Look through the material below and copy exactly the lines from the line with "57 173 L 43" to the line with "311 250 L 344", those two lines included.

═════ Records to use

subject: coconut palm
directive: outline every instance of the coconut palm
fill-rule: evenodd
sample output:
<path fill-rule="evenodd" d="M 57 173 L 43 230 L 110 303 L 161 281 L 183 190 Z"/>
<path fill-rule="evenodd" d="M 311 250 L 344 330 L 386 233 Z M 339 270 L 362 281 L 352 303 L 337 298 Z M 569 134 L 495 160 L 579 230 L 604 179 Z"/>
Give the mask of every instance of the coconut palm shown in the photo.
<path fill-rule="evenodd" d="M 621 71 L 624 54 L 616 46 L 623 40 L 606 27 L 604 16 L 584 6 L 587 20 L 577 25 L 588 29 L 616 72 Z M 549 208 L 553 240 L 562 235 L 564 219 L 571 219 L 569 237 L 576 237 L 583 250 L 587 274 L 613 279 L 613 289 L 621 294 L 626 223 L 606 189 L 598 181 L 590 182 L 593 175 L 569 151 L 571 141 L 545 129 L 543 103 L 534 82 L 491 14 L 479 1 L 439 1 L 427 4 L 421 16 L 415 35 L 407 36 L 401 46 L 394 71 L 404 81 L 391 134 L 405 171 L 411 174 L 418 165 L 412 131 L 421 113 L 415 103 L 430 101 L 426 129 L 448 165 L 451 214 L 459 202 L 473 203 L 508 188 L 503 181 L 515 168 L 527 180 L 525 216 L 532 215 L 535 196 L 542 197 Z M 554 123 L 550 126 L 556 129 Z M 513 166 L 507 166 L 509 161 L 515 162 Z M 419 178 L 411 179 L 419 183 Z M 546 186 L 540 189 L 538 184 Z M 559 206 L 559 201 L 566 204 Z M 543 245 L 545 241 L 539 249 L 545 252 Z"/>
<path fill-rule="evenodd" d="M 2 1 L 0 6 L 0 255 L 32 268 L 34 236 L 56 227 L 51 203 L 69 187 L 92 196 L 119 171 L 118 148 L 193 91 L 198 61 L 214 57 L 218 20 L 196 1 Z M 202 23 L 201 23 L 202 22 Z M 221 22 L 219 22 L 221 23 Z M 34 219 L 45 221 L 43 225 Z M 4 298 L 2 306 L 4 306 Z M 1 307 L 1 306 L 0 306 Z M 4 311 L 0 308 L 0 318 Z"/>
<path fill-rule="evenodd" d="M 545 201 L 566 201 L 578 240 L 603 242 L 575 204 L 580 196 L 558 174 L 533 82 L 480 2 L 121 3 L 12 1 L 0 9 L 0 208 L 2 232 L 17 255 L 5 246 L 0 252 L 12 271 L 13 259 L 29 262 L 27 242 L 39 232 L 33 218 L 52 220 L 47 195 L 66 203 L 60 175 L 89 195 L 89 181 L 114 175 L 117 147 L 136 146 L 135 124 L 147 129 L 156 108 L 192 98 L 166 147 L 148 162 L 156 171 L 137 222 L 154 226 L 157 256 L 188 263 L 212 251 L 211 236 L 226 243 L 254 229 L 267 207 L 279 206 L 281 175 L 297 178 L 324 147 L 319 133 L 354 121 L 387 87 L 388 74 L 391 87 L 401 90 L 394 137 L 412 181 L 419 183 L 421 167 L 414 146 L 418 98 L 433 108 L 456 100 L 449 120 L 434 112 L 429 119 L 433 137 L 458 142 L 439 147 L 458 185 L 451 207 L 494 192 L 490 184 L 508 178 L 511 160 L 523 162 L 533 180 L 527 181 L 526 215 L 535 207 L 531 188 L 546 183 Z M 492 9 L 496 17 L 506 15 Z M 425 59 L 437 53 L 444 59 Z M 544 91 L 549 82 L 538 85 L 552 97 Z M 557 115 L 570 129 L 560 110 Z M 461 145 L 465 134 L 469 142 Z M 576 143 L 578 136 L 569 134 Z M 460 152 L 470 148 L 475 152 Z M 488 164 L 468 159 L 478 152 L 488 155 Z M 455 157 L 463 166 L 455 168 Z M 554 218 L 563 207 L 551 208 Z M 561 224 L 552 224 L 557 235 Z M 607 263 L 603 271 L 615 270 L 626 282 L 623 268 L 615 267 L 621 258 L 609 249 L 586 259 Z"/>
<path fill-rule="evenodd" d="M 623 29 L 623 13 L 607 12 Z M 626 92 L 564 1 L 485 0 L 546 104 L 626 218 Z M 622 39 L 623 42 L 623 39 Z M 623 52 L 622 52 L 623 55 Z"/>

══════════

=== Result below ===
<path fill-rule="evenodd" d="M 57 173 L 43 230 L 110 303 L 161 281 L 183 190 Z"/>
<path fill-rule="evenodd" d="M 311 250 L 344 330 L 386 233 Z M 339 270 L 362 281 L 352 303 L 337 298 Z M 569 134 L 495 160 L 579 230 L 604 179 Z"/>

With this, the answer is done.